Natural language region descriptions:

● ● ● ●

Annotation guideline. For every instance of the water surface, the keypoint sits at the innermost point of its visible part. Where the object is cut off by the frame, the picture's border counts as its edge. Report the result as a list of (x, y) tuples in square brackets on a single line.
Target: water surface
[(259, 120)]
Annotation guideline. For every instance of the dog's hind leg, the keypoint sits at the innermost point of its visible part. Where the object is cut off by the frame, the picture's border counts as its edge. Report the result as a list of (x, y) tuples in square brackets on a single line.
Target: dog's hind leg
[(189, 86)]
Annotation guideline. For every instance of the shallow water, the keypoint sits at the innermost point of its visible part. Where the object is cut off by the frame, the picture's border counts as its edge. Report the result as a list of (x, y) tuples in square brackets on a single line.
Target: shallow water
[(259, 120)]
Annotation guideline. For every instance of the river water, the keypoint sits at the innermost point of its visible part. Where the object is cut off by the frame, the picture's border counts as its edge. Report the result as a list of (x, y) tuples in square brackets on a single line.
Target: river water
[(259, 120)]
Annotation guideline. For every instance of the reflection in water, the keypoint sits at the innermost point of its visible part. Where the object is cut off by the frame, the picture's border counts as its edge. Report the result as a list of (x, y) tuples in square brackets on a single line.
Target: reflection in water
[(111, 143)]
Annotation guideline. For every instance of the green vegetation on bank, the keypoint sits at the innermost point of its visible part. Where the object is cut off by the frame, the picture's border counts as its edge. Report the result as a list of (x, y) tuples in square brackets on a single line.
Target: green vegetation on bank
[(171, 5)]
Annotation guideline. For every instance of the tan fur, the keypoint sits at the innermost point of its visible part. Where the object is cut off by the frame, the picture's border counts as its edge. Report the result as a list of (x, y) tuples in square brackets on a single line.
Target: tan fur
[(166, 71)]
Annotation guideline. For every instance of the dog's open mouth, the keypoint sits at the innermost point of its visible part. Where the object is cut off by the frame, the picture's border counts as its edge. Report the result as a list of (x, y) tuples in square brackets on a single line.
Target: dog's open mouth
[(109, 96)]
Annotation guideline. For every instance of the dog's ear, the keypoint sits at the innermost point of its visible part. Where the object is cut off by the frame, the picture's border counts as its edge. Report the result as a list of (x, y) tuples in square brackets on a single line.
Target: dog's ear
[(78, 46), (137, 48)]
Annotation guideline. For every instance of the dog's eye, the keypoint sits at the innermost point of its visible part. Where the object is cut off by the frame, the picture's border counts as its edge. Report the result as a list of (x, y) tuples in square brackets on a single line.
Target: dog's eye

● ● ● ●

**WORK TASK**. Write out the lines of the records exactly, starting at the one holding "Annotation guideline. For every instance of the dog's ear, the" and ending with the last line, and include no others.

**RESULT BELOW**.
Annotation guideline. For every instance of the dog's ear, the keypoint sits at the innermost point of its visible part. Where the object is cut off by the frame, the picture's border counts as its edge. Report the result as a list of (x, y) tuples in square brackets on a single line.
Target: dog's ear
[(78, 46), (137, 48)]
Annotation guideline. For every instance of the dog's eye, the keypoint sits at the innermost point of its visible part. Where the object is cut off by the frame, the picture's border counts as its edge. Report the result as a list of (x, y) tuples in square brackets on a single line.
Target: dog's eye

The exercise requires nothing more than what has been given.